◆ POR HACER ◆
1 > Según el texto sobre el Día Mundial de la Ética, ¿por qué se mide la dignidad humana, entre otras cosas?
2 > Retoma el texto sobre el Día Mundial de la Ética y continúalo desde donde se detiene.

◆ TEXTO MOSTRADO ◆
* * * * * * * * *

“La libertad de opinión es una farsa si la información sobre los hechos no está garantizada.”
HANNAH ARENDT
“Las dictaduras quieren un poder opaco y un ciudadano de cristal; las democracias, un poder transparente y un ciudadano opaco.”
ALAN WESTIN
Cada año, al celebrarse el Día Mundial de la Ética, el calendario nos invita a una pausa poco frecuente: pensar en el valor de lo que decimos y hacemos. No es una fecha con desfiles ni consignas, sino una jornada que nos recuerda que la dignidad humana se mide, entre otras cosas, por la calidad de su palabra. En tiempos de ruido y vértigo, cuando la comunicación parece confundirse con la velocidad y la verdad con la opinión, detenerse a reflexionar sobre la ética es casi un acto de resistencia: una forma de volver a lo esencial, de recordar que hablar y escuchar siguen siendo los gestos más humanos que nos quedan.

* * * * * * * * *

◆ DATOS PROPORCIONADOS ◆
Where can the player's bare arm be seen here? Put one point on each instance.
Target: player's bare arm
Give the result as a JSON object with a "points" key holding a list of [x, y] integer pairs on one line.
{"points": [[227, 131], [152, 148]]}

* * * * * * * * *

◆ RESPUESTAS ESCRITAS ◆
1 > Por la calidad de su palabra.

2 >
Vivimos en una época en la que la palabra se ha vuelto frágil. No porque haya perdido su poder, sino porque se ha desbordado. La comunicación, en su expansión ilimitada, ha multiplicado las voces, pero ha diluido el sentido. En el ruido continuo de redes y pantallas, lo que debería unirnos se convierte en un campo de batalla simbólico donde la verdad se fragmenta, la ética se relativiza y el diálogo se sustituye por el espectáculo. Quizá nunca habíamos hablado tanto, pero tampoco nunca nos habíamos escuchado tan poco. En este contexto, volver a pensar la relación entre ética, comunicación y verdad no es un lujo filosófico, sino una urgencia humana.
Decir algo verdadero no es solo transmitir hechos, sino situarse en el mundo con coherencia. Toda comunicación tiene una dimensión moral, porque no se trata únicamente de informar, sino de construir sentido compartido. En el origen del lenguaje está el deseo de comprender y de ser comprendido, y en esa reciprocidad se juega la dignidad de las personas. Como escribió Martha C. Nussbaum en La fragilidad del bien, “la excelencia humana crece como una vid, nutrida del fresco rocío y alzada al húmedo cielo entre los hombres sabios y justos”: la palabra florece cuando está sostenida por la verdad y la justicia, cuando no teme mostrarse vulnerable. La comunicación, igual que la ética, se marchita cuando se encierra en la autosuficiencia o en la arrogancia.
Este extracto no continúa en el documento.